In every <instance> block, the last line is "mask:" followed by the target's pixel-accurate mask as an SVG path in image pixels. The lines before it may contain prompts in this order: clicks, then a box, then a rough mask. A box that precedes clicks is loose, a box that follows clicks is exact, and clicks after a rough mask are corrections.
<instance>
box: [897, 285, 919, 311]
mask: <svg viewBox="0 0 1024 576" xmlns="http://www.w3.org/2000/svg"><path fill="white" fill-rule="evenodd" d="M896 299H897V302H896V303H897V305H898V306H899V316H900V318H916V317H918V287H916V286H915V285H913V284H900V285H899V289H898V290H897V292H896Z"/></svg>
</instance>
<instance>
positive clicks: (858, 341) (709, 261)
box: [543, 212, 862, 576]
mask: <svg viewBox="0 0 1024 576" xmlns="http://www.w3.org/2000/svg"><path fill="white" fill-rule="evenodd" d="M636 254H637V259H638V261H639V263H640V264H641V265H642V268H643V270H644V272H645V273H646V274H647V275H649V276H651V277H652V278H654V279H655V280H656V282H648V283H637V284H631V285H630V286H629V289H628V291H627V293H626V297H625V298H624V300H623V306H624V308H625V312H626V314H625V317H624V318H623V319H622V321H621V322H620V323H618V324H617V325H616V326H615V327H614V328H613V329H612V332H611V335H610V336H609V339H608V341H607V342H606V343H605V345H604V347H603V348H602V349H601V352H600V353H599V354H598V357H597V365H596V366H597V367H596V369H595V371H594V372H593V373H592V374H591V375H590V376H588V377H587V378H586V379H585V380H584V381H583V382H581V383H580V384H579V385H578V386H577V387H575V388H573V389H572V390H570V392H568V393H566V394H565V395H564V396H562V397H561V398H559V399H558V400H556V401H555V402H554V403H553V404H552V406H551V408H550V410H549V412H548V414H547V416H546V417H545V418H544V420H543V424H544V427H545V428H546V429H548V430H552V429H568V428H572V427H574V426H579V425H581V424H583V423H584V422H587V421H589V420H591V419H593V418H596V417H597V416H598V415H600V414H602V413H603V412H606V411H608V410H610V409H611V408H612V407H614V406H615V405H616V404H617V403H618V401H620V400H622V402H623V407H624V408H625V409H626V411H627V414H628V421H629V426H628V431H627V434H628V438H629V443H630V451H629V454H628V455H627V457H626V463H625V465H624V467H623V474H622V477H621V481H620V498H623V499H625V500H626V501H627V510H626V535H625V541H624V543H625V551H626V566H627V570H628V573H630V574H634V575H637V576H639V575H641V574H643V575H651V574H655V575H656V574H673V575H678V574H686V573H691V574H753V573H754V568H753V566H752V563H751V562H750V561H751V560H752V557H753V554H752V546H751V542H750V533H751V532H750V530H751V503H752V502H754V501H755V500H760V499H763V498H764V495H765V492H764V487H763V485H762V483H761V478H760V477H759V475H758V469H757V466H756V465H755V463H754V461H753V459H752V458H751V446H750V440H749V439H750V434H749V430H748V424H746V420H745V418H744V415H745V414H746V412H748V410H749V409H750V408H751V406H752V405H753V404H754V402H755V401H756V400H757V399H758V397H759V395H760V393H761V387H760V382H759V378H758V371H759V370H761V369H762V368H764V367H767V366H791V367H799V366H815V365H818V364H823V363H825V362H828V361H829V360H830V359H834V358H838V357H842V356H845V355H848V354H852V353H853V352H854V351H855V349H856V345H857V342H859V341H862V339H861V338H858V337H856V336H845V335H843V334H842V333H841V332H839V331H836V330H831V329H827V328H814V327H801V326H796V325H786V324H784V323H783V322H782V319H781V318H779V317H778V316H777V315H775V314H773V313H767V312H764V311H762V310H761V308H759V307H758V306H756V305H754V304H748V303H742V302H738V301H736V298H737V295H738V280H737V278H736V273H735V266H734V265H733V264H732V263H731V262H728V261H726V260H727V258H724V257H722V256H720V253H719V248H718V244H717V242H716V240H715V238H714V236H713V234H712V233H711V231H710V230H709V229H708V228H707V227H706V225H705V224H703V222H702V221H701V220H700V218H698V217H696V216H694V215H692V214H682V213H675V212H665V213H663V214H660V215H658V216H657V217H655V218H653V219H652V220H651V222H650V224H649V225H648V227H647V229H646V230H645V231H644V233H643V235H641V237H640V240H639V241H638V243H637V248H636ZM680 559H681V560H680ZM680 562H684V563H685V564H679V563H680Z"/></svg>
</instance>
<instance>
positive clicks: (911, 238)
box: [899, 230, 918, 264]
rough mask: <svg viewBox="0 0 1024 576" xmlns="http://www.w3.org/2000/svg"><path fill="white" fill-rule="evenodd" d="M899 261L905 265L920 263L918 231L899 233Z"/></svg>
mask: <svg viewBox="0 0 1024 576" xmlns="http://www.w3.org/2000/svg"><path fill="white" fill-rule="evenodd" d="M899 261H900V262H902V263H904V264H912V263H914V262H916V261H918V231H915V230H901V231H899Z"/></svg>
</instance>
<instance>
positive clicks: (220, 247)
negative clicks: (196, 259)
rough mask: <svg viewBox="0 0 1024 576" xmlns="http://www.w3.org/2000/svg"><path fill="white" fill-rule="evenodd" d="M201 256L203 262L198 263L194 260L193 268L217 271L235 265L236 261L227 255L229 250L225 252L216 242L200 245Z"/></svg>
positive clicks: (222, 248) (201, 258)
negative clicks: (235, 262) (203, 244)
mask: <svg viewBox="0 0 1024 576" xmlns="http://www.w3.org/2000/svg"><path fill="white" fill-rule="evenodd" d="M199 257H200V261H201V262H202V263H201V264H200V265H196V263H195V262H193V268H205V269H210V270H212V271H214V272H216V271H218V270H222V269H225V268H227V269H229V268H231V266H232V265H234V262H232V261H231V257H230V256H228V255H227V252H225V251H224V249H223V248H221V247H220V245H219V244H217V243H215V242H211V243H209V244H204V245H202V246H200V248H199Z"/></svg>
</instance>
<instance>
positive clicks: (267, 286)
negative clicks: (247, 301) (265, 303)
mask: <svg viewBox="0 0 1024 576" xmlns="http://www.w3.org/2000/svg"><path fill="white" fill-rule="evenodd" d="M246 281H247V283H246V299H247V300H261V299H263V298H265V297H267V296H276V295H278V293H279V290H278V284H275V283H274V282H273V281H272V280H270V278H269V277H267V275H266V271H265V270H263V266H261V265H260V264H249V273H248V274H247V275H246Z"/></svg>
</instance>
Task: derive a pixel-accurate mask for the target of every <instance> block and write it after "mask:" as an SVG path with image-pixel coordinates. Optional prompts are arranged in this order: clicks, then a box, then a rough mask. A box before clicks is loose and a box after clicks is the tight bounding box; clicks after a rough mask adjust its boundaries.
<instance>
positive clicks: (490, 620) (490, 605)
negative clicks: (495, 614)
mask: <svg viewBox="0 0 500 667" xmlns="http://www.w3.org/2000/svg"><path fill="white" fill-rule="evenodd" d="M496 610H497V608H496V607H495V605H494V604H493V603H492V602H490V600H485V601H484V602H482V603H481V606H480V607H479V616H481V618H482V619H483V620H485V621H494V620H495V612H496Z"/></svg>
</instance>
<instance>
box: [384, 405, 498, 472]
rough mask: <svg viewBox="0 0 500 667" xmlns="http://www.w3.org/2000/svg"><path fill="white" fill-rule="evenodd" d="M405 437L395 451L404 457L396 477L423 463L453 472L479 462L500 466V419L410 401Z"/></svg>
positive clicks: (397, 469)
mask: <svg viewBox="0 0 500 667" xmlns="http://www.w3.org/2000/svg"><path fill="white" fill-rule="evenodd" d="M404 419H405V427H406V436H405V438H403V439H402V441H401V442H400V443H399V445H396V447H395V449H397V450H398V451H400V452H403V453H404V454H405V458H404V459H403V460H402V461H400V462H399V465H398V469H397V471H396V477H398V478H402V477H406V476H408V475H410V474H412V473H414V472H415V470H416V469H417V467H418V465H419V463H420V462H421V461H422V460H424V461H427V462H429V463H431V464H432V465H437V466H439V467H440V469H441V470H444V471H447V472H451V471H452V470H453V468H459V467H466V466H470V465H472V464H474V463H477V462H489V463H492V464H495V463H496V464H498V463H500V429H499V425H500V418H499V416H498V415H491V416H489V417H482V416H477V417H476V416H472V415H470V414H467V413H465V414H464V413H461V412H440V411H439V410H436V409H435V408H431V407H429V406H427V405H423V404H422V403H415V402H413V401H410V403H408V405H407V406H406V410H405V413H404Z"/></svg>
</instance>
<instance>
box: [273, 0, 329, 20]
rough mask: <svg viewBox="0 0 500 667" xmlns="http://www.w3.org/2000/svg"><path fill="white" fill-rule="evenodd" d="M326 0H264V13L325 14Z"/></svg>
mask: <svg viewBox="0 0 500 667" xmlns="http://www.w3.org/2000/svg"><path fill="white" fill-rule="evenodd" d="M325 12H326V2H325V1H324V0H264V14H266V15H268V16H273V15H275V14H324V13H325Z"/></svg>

########

__What to produce__: Count the lines in the entries above that contain the string "positive", and report only that number.

__Result__: 7